TASK TO CARRY OUT -> What lines of the data hold the string "coordinates"? Pull each one out.

DATASET CONTENT ->
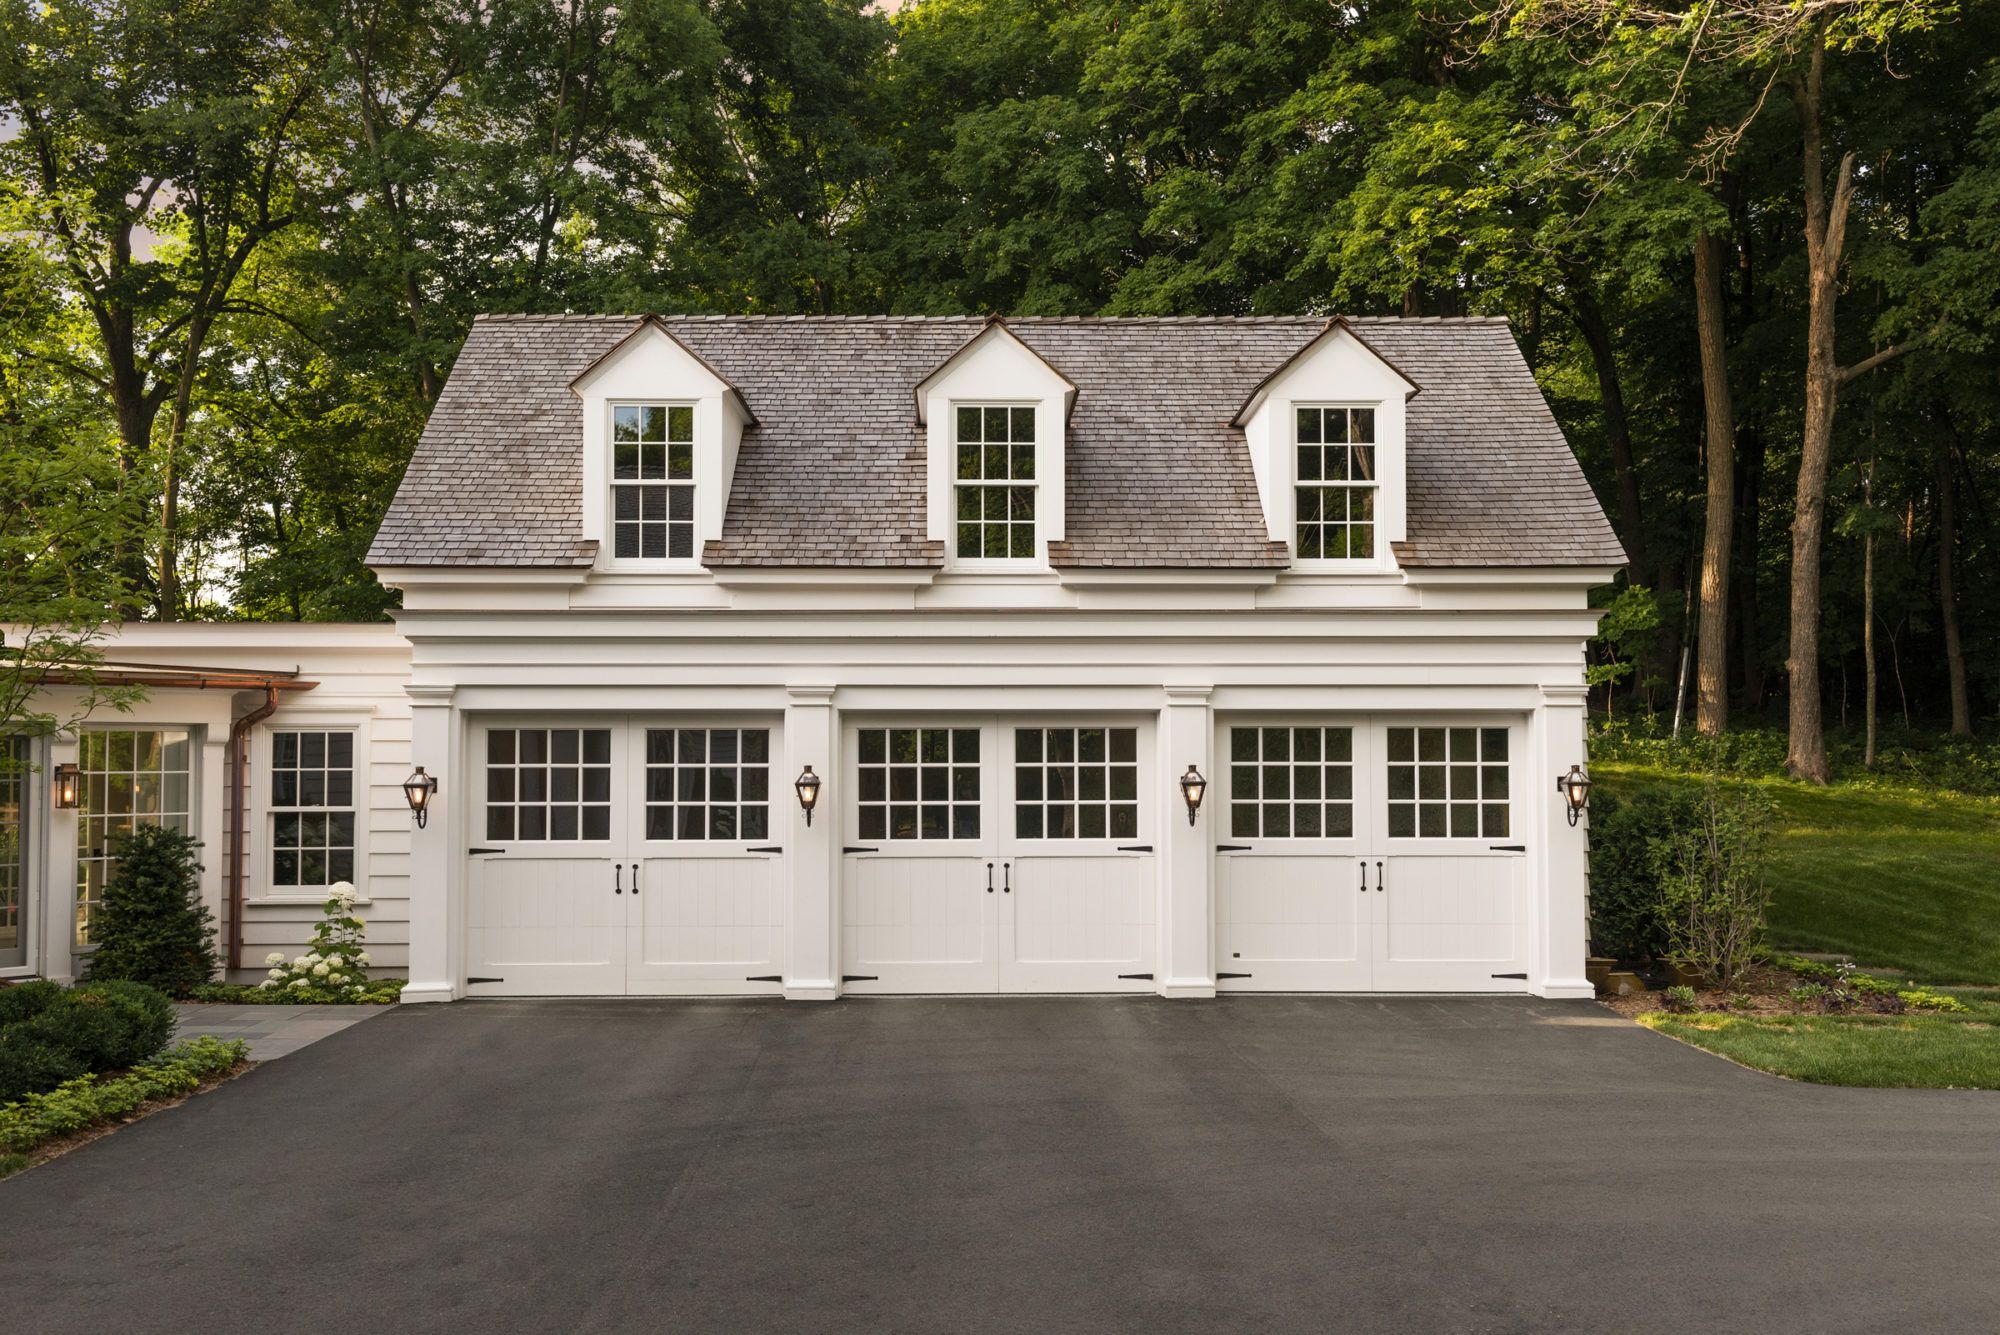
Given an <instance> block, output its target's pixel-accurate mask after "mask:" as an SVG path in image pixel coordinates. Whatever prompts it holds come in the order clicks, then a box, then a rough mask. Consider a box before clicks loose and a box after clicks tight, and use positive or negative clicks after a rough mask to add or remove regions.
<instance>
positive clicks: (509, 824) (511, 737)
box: [486, 727, 612, 843]
mask: <svg viewBox="0 0 2000 1335" xmlns="http://www.w3.org/2000/svg"><path fill="white" fill-rule="evenodd" d="M610 799H612V733H610V729H608V727H494V729H490V731H488V733H486V837H488V839H496V841H514V839H520V841H528V843H536V841H544V839H548V841H556V843H578V841H602V839H610V837H612V807H610Z"/></svg>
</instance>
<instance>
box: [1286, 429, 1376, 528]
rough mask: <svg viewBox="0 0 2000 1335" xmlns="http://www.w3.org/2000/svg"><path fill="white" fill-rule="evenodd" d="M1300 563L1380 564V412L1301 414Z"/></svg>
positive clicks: (1300, 487)
mask: <svg viewBox="0 0 2000 1335" xmlns="http://www.w3.org/2000/svg"><path fill="white" fill-rule="evenodd" d="M1296 496H1298V560H1302V562H1370V560H1374V538H1376V532H1374V524H1376V520H1374V502H1376V456H1374V408H1300V410H1298V488H1296Z"/></svg>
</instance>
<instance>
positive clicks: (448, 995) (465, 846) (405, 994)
mask: <svg viewBox="0 0 2000 1335" xmlns="http://www.w3.org/2000/svg"><path fill="white" fill-rule="evenodd" d="M454 689H456V687H450V685H406V687H404V691H406V693H408V695H410V755H412V763H418V765H422V767H424V771H426V773H434V775H438V793H436V797H432V807H430V815H428V817H426V819H428V823H426V825H424V829H416V821H414V819H412V823H410V985H408V987H404V991H402V999H404V1001H456V999H458V997H460V993H462V991H464V977H466V961H464V941H466V911H464V897H466V883H464V881H466V875H464V867H466V819H468V811H472V809H474V805H472V801H470V797H472V793H470V781H472V773H470V769H468V767H466V765H462V763H460V759H462V751H464V747H462V741H460V735H462V729H460V725H458V711H456V709H454V707H452V693H454Z"/></svg>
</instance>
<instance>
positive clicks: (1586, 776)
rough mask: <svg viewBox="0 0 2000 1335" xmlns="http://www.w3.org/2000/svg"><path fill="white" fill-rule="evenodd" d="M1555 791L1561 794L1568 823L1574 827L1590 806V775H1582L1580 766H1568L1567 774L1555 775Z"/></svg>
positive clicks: (1584, 773) (1566, 773)
mask: <svg viewBox="0 0 2000 1335" xmlns="http://www.w3.org/2000/svg"><path fill="white" fill-rule="evenodd" d="M1556 791H1558V793H1562V805H1564V809H1566V811H1568V813H1570V823H1572V825H1574V823H1576V819H1578V817H1580V815H1582V813H1584V809H1586V807H1588V805H1590V775H1588V773H1584V767H1582V765H1570V771H1568V773H1558V775H1556Z"/></svg>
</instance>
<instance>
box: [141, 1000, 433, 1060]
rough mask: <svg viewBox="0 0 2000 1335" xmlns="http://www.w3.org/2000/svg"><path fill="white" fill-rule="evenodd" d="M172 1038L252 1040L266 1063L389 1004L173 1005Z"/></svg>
mask: <svg viewBox="0 0 2000 1335" xmlns="http://www.w3.org/2000/svg"><path fill="white" fill-rule="evenodd" d="M174 1009H176V1011H180V1023H178V1025H176V1029H174V1037H176V1039H198V1037H204V1035H206V1037H218V1039H250V1059H252V1061H270V1059H272V1057H284V1055H286V1053H296V1051H298V1049H300V1047H306V1045H308V1043H318V1041H320V1039H324V1037H326V1035H328V1033H340V1031H342V1029H346V1027H350V1025H358V1023H360V1021H364V1019H370V1017H374V1015H380V1013H382V1011H392V1009H396V1007H392V1005H196V1003H188V1005H176V1007H174Z"/></svg>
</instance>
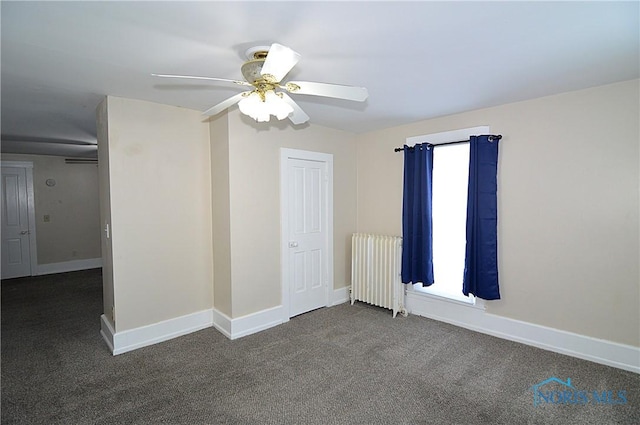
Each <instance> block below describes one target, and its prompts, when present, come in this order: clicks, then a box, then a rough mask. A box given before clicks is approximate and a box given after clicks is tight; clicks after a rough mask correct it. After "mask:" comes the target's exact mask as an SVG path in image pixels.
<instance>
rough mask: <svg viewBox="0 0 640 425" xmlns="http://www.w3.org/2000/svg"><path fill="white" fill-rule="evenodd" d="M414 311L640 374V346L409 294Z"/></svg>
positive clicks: (512, 340)
mask: <svg viewBox="0 0 640 425" xmlns="http://www.w3.org/2000/svg"><path fill="white" fill-rule="evenodd" d="M406 304H407V309H408V310H409V312H410V313H412V314H416V315H418V316H424V317H428V318H430V319H434V320H439V321H441V322H446V323H450V324H452V325H456V326H460V327H463V328H467V329H470V330H473V331H476V332H481V333H484V334H488V335H492V336H496V337H498V338H502V339H507V340H510V341H515V342H520V343H522V344H526V345H531V346H534V347H538V348H542V349H544V350H548V351H553V352H556V353H560V354H566V355H568V356H572V357H577V358H580V359H584V360H589V361H592V362H595V363H600V364H604V365H607V366H612V367H616V368H619V369H624V370H628V371H631V372H635V373H640V347H633V346H630V345H624V344H619V343H616V342H612V341H606V340H602V339H597V338H592V337H588V336H585V335H580V334H576V333H572V332H567V331H562V330H559V329H554V328H549V327H546V326H540V325H536V324H533V323H528V322H523V321H520V320H515V319H510V318H507V317H502V316H497V315H495V314H490V313H486V312H485V311H484V310H483V309H480V308H469V307H470V306H465V305H462V304H461V303H452V302H449V301H446V300H441V299H438V298H437V297H431V296H429V295H425V294H419V293H415V292H411V291H407V293H406Z"/></svg>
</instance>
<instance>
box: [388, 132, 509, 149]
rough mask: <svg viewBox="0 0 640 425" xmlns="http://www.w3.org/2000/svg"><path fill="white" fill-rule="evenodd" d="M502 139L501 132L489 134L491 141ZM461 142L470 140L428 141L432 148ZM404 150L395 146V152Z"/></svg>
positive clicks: (455, 143) (401, 148)
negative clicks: (452, 141)
mask: <svg viewBox="0 0 640 425" xmlns="http://www.w3.org/2000/svg"><path fill="white" fill-rule="evenodd" d="M500 139H502V135H500V134H497V135H491V136H489V141H490V142H493V141H494V140H500ZM459 143H469V140H458V141H457V142H447V143H436V144H432V143H427V145H428V146H429V147H431V148H435V147H437V146H446V145H457V144H459ZM409 149H413V146H409ZM403 150H404V148H395V149H394V150H393V151H394V152H402V151H403Z"/></svg>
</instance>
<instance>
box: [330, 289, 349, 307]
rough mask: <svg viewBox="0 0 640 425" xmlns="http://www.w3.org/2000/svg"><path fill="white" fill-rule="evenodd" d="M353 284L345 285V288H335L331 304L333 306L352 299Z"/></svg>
mask: <svg viewBox="0 0 640 425" xmlns="http://www.w3.org/2000/svg"><path fill="white" fill-rule="evenodd" d="M350 290H351V286H345V287H344V288H339V289H334V290H333V298H332V300H331V303H330V304H329V306H331V307H333V306H334V305H338V304H343V303H346V302H347V301H350V300H351V295H350V292H349V291H350Z"/></svg>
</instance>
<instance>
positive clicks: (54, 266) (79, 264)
mask: <svg viewBox="0 0 640 425" xmlns="http://www.w3.org/2000/svg"><path fill="white" fill-rule="evenodd" d="M100 267H102V258H89V259H86V260H73V261H63V262H61V263H49V264H38V267H37V269H36V275H37V276H40V275H43V274H54V273H66V272H75V271H78V270H88V269H97V268H100Z"/></svg>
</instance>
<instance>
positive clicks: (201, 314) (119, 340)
mask: <svg viewBox="0 0 640 425" xmlns="http://www.w3.org/2000/svg"><path fill="white" fill-rule="evenodd" d="M101 324H102V325H101V330H100V333H101V334H102V337H103V338H104V340H105V342H106V343H107V345H108V346H109V348H110V349H111V352H112V353H113V355H114V356H116V355H118V354H123V353H126V352H128V351H133V350H136V349H138V348H142V347H146V346H148V345H153V344H157V343H159V342H163V341H167V340H170V339H173V338H177V337H179V336H182V335H187V334H190V333H192V332H196V331H199V330H202V329H205V328H209V327H211V326H212V324H213V311H212V310H211V309H209V310H202V311H198V312H195V313H191V314H187V315H185V316H180V317H176V318H173V319H169V320H164V321H162V322H158V323H154V324H152V325H147V326H141V327H139V328H135V329H130V330H126V331H122V332H115V331H114V329H113V326H112V325H111V323H110V322H109V320H108V319H107V318H106V317H105V315H104V314H103V315H102V316H101Z"/></svg>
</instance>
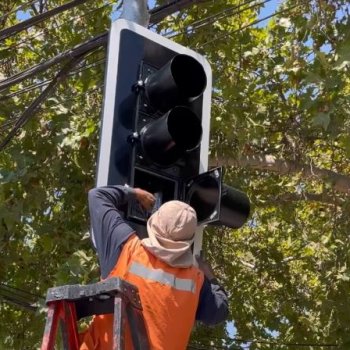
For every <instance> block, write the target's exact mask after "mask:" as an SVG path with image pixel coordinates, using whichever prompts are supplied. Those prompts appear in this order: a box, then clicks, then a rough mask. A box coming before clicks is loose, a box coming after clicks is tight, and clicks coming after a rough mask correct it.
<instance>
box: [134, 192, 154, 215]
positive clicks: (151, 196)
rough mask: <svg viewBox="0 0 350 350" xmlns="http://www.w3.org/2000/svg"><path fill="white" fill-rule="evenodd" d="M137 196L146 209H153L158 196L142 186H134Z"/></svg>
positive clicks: (144, 207)
mask: <svg viewBox="0 0 350 350" xmlns="http://www.w3.org/2000/svg"><path fill="white" fill-rule="evenodd" d="M134 192H135V196H136V198H137V200H138V201H139V203H140V204H141V206H142V207H143V208H144V209H146V210H151V209H152V208H153V206H154V203H155V201H156V198H155V197H154V196H153V194H152V193H149V192H147V191H145V190H142V189H141V188H134Z"/></svg>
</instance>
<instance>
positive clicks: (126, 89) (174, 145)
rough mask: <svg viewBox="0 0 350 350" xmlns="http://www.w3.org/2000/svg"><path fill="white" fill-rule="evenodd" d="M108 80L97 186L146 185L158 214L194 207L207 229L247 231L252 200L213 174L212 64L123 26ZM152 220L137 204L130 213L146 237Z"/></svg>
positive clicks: (108, 61)
mask: <svg viewBox="0 0 350 350" xmlns="http://www.w3.org/2000/svg"><path fill="white" fill-rule="evenodd" d="M105 81H106V86H105V100H104V110H103V120H102V131H101V139H100V152H99V162H98V173H97V185H98V186H103V185H116V184H120V185H125V184H128V185H129V186H131V187H140V188H143V189H145V190H148V191H150V192H152V193H154V194H155V195H156V198H157V206H156V208H157V207H159V206H160V205H161V204H162V203H164V202H166V201H169V200H172V199H178V200H182V201H185V202H187V203H189V204H190V205H191V206H193V207H194V209H195V210H196V212H197V216H198V219H199V221H200V223H202V224H204V223H212V222H214V223H219V224H220V223H221V224H225V225H228V226H230V227H240V226H241V225H242V224H243V223H244V222H245V220H246V218H247V216H248V214H249V200H248V198H247V197H246V195H244V194H242V193H241V192H237V191H236V190H235V189H232V190H230V189H229V187H227V186H224V185H223V184H222V171H221V169H220V168H217V169H212V170H211V171H209V172H206V170H207V167H208V149H209V130H210V99H211V88H212V86H211V69H210V66H209V64H208V62H207V61H206V59H205V58H204V57H203V56H201V55H199V54H197V53H196V52H194V51H192V50H190V49H188V48H186V47H183V46H181V45H178V44H176V43H174V42H172V41H170V40H167V39H166V38H164V37H162V36H160V35H157V34H156V33H154V32H151V31H149V30H147V29H145V28H143V27H141V26H138V25H136V24H134V23H132V22H128V21H126V20H118V21H116V22H114V23H113V24H112V28H111V31H110V38H109V50H108V62H107V72H106V79H105ZM225 198H226V200H225ZM232 205H234V207H232ZM229 206H231V208H230V207H229ZM156 208H155V209H156ZM150 214H151V213H145V212H144V211H142V210H141V208H140V207H139V206H138V204H137V203H131V204H129V205H128V207H127V208H126V209H125V215H126V217H127V218H128V219H129V220H130V221H131V222H133V224H134V225H135V227H136V229H137V231H138V232H143V233H144V234H146V233H145V222H146V220H147V218H148V216H149V215H150ZM236 214H237V215H236Z"/></svg>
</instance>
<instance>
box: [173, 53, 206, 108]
mask: <svg viewBox="0 0 350 350" xmlns="http://www.w3.org/2000/svg"><path fill="white" fill-rule="evenodd" d="M171 71H172V75H173V79H174V80H175V82H176V85H177V86H178V89H179V91H180V93H181V95H182V96H183V98H184V99H187V100H189V101H191V100H193V99H195V98H196V97H198V96H200V95H201V94H202V93H203V91H204V89H205V87H206V85H207V76H206V74H205V71H204V69H203V66H202V65H201V64H200V63H199V62H198V61H197V60H195V59H194V58H192V57H191V56H187V55H177V56H175V57H174V59H173V60H172V61H171Z"/></svg>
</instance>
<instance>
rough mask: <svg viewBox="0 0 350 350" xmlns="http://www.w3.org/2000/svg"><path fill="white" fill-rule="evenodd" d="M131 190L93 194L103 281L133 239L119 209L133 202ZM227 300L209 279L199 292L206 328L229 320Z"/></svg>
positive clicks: (92, 201) (199, 307)
mask: <svg viewBox="0 0 350 350" xmlns="http://www.w3.org/2000/svg"><path fill="white" fill-rule="evenodd" d="M134 199H135V195H134V192H133V190H132V189H130V188H128V187H124V186H106V187H99V188H95V189H92V190H90V192H89V210H90V218H91V227H92V232H93V241H94V245H95V248H96V250H97V254H98V259H99V263H100V269H101V277H102V278H106V277H107V276H108V275H109V273H110V272H111V271H112V269H113V267H114V266H115V264H116V262H117V260H118V258H119V256H120V254H121V251H122V249H123V246H124V244H125V242H126V241H127V240H128V239H129V238H130V236H131V235H133V234H134V233H135V232H134V229H133V228H131V227H130V226H129V225H128V224H127V223H126V222H125V220H124V218H123V217H122V214H121V212H120V209H121V208H122V207H123V205H126V203H127V202H128V201H129V200H134ZM227 316H228V300H227V295H226V293H225V291H224V290H223V288H222V287H221V286H220V285H218V284H217V282H215V281H209V280H208V279H207V278H206V277H205V279H204V283H203V286H202V289H201V292H200V297H199V303H198V308H197V313H196V319H197V320H198V321H201V322H203V323H205V324H207V325H214V324H217V323H220V322H223V321H225V320H226V318H227Z"/></svg>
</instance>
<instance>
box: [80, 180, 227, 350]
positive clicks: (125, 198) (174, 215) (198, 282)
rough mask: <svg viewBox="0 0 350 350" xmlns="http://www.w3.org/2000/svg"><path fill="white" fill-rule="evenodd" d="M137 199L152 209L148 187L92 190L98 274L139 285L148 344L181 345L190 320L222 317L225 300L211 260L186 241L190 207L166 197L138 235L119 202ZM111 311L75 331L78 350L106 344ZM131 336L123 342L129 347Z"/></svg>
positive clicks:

EXERCISE RESULT ->
Given an <instance> block, output its target's pixel-accurate mask after "mask:" as an SVG path in image pixel coordinates. Whatever prompts it holds come in the order clicks, then a box, then a rough mask. Consider a box before clicks loose and a box after clicks tight, and use positive or negative clicks after a rough mask to add or remove regions.
For every <instance> block, write the target's exact mask after "mask:" as an SVG path with image pixel coordinates, using whichever prompts are supplied. Those prompts appear in this order: a box, then clicks, then a rough mask. A box coming before clicks is loose, a box coming after clicks is tight, and clicks coming after a rough mask correct it.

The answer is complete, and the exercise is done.